Point annotation data:
START

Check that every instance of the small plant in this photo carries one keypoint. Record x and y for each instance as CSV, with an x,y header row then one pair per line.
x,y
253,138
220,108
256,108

END

### Given exercise
Convert every line of the items above into a Markdown table with the columns Row and Line, numbering the lines in order and leaving out any blank ones.

### Correct answer
| Row | Line |
|---|---|
| 1 | Check that every instance of the small plant in this photo carries one keypoint. Record x and y for each instance as CSV, with an x,y header row then one pair per line. |
| 2 | x,y |
| 3 | 253,138 |
| 4 | 220,108 |
| 5 | 256,108 |